> **Requirement**:
Please answer these questions from the passage on the Los Angeles redevelopment agency below:
1. What is the agency's yearly budget?
2. Who appoints the agency's commission?
3. For how many years has the council grappled with the question of agency oversight?

> **Selected passage**:
--- --- ---
The City Council did vote Tuesday to strengthen its control over the tax-supported redevelopment agency, which has been at the center of a gathering storm over how much of its resources the city should devote to providing shelter, job training, child care and other services to the city’s poor.
With a yearly budget exceeding $500 million and authority to spend as much as $6 billion over the next decade, the CRA’s spending program is seen by many as a gauge of the city’s commitment to poor people. For the last year, the agency has come under heavy fire by activists and by some elected officials for devoting too much of its resources to subsidizing commercial development and expensive housing projects.
Los Angeles Mayor Tom Bradley, who has been blamed along with the council for not redirecting the CRA’s resources, had hoped to temper the controversy with a plan to devote at least $2 billion of the CRA’s funds to low-income housing and child care. By law, Bradley and the council share responsibility for the CRA. However, the mayor has been more aggressive than the council in charting agency policy.
On Tuesday, the council voted to give itself authority to review CRA budgets and work programs before they are approved by the agency’s commission, appointed by Bradley. In addition, the council gave itself veto power over agency decisions. The council also created a new committee to review CRA policy.
For 12 years the council has grappled with the question of CRA oversight. Critics have accused the council of hesitating to police the agency more aggressively because so many members have reaped political benefits from development that the CRA has underwritten in their districts.
--- --- ---
> **Information supplied**:
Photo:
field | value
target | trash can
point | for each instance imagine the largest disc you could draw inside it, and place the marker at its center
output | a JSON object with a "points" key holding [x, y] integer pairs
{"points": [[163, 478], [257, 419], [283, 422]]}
--- --- ---
> **Exercise answer**:
1. More than $500 million
2. Mayor Tom Bradley
3. 12 years